● **Directions for this task**: An exact copy of the entries below is the expected answer.

Collected data
⁂
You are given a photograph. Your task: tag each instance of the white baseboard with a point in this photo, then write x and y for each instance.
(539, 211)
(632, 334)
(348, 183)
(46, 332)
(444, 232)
⁂
● **Exercise answer**:
You are given a photograph. Your task: tag each instance of the white baseboard with a point in this photo, then write x and y for each instance.
(539, 211)
(632, 334)
(348, 183)
(46, 332)
(444, 232)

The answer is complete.